**SET TASK**
Which lines of the material below contain the word "wheel"? Show every such line in full, treating uppercase and lowercase as different.

**DATASET EXCERPTS**
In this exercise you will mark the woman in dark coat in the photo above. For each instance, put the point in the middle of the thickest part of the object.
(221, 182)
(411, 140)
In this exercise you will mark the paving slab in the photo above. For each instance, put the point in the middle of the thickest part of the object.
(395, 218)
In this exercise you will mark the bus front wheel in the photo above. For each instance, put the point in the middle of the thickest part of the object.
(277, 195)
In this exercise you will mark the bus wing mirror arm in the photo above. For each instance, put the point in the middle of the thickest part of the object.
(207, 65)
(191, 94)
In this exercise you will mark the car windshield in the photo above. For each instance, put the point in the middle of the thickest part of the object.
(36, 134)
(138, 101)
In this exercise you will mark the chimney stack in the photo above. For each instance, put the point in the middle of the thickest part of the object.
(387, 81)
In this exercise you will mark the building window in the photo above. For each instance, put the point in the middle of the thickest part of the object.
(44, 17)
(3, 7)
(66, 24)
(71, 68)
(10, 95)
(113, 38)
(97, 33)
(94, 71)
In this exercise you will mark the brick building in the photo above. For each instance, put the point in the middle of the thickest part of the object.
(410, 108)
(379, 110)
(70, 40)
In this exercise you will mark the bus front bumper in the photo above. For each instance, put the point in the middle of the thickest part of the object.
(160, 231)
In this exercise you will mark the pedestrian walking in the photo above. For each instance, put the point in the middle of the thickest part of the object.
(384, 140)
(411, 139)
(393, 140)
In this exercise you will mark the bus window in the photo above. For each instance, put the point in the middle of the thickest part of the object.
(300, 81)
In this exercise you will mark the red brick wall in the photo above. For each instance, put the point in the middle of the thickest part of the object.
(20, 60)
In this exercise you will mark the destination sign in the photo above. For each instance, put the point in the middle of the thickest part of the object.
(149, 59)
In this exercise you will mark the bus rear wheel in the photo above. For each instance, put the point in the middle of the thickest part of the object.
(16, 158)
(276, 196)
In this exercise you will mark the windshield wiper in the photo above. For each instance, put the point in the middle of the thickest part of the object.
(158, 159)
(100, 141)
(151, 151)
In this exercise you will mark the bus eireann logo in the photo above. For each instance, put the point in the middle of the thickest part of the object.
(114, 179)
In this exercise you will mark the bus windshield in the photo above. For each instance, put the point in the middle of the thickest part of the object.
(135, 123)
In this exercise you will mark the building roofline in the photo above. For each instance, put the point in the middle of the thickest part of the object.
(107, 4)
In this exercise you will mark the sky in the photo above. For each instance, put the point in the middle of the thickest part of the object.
--
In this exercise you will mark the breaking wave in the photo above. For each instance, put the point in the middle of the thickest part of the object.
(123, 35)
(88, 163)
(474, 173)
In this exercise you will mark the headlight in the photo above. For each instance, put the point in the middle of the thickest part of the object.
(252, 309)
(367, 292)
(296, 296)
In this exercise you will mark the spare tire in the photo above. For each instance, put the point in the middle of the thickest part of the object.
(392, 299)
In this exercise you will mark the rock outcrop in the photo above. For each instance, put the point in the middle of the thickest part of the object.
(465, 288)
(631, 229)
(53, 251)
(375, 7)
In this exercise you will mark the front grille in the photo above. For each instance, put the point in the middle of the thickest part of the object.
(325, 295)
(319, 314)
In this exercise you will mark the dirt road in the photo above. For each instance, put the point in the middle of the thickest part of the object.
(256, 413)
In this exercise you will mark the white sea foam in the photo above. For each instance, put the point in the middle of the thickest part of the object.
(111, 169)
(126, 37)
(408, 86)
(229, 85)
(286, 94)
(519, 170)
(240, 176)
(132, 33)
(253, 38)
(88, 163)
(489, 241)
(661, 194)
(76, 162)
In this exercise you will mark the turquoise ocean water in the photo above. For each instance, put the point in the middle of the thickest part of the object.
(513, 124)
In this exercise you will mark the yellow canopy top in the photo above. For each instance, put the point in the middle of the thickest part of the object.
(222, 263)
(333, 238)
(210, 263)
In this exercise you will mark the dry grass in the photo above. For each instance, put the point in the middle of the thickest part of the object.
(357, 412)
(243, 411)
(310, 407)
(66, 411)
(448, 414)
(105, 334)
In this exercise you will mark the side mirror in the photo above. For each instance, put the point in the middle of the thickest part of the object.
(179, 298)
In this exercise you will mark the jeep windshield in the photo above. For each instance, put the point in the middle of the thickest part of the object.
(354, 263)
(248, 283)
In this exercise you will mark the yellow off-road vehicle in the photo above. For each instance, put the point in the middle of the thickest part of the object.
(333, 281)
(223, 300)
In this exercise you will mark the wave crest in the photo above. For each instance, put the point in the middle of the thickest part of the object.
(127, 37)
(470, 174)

**RESULT**
In this exercise you will mark the bus front wheel in the photo above. For each instance, put the point in the middle of the thickest part of the object.
In this exercise you will mark the bus rear wheel in the photo above. For each instance, put the point in the middle of the thickest part of the object.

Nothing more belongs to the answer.